#### MATERIAL FOR THIS EXERCISE:
** BEGIN **

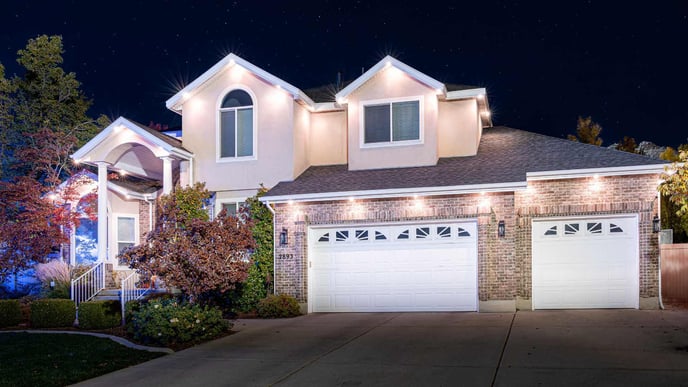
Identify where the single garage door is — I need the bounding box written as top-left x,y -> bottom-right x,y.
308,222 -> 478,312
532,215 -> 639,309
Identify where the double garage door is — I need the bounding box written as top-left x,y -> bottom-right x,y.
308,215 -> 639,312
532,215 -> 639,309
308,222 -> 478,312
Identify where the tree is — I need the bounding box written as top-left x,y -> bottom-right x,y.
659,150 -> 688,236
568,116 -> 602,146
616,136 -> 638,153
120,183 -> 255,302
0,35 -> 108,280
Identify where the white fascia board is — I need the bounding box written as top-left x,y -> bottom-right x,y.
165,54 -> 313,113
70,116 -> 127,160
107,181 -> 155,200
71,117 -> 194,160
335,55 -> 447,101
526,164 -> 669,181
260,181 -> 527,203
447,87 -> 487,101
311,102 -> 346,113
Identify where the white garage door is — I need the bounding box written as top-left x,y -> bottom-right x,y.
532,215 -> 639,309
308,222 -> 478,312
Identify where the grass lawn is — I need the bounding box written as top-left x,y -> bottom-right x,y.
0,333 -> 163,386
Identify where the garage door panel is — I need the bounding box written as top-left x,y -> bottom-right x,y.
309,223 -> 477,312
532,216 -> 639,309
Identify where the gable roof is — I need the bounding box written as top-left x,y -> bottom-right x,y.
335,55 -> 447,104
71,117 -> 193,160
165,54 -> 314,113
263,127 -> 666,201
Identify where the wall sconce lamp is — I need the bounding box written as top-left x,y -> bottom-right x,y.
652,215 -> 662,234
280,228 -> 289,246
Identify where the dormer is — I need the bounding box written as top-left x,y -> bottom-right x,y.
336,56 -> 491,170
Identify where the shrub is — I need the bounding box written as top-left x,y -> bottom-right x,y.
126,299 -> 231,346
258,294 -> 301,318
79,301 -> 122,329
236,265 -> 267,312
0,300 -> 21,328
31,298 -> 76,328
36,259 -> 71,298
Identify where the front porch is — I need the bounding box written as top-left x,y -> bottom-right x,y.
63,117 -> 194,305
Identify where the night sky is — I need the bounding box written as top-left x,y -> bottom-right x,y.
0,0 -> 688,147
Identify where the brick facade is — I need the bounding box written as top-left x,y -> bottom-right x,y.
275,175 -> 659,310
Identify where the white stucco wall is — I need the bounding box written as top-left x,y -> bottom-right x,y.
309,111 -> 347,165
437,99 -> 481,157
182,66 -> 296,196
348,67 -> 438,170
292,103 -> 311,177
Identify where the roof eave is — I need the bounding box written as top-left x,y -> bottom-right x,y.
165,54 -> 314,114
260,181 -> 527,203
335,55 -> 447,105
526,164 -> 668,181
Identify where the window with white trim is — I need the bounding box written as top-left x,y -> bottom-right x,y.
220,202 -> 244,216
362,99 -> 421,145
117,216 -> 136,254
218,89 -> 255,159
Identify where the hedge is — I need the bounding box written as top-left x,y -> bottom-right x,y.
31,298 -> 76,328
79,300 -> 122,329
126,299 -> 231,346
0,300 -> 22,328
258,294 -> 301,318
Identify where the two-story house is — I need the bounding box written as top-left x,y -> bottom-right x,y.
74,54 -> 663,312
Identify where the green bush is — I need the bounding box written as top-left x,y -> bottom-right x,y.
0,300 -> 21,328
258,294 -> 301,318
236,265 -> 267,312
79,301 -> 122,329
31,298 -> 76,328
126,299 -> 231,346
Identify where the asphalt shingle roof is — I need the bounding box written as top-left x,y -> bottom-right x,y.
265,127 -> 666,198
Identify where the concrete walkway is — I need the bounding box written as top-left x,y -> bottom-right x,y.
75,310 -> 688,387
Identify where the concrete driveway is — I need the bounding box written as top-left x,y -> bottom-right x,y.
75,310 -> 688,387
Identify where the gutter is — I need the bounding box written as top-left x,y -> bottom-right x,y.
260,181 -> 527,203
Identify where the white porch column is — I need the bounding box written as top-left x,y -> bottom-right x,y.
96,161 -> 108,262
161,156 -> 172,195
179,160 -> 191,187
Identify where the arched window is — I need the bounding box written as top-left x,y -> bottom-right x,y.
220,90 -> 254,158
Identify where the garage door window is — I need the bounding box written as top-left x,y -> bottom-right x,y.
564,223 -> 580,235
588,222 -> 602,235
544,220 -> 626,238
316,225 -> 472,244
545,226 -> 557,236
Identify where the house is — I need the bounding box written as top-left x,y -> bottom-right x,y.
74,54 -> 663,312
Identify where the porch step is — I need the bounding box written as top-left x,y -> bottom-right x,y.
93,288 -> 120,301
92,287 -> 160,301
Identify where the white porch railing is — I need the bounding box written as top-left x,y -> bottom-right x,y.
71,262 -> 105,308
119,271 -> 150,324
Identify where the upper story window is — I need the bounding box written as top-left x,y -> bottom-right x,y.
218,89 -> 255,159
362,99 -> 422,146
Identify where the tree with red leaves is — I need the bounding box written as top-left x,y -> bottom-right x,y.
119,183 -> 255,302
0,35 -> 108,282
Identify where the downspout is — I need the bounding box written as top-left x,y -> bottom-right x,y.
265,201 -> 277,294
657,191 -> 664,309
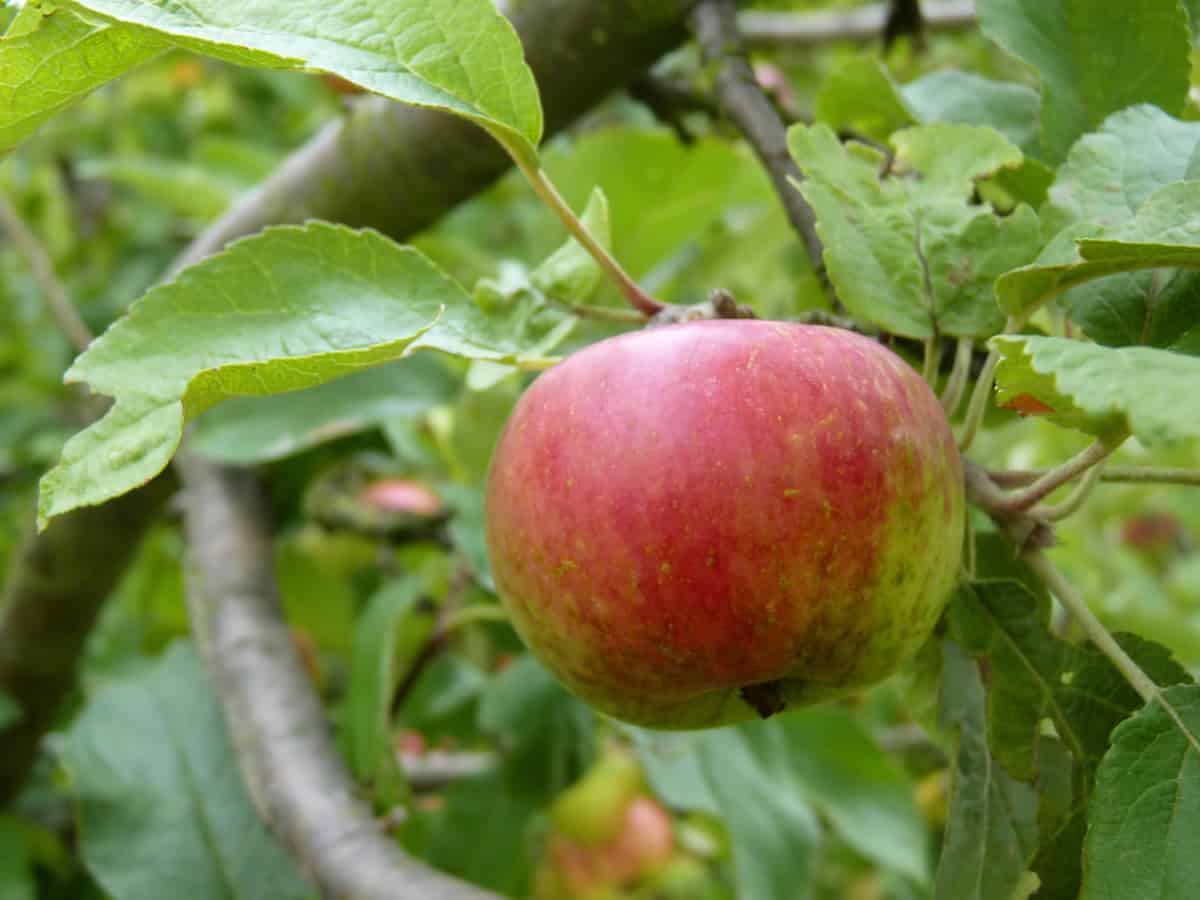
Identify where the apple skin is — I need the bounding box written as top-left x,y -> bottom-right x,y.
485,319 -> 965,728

** END **

#### WHAT TO PRODUCE:
Rescale the stretch of lines from the one containing "Identify where the gutter" through the one containing "220,90 -> 254,158", both ends included. Repeat every line in it, requests unchanged, with each bounding-box coordinate in the answers multiplied by 1.8 and rounded to a whole number (halves up), and give only those lines.

#### RESPONSE TO THIS EXERCISE:
Identify where the gutter is — I need the bounding box written as top-left x,y -> bottom-right x,y.
468,326 -> 949,365
Identify where the white porch column is — I need the bounding box written as top-left x,y -> bottom-right x,y.
173,290 -> 194,472
290,281 -> 310,351
322,288 -> 344,337
Identify where the arched window is — I need the bounding box written as top-left x,y -> bottom-right x,y.
396,162 -> 457,284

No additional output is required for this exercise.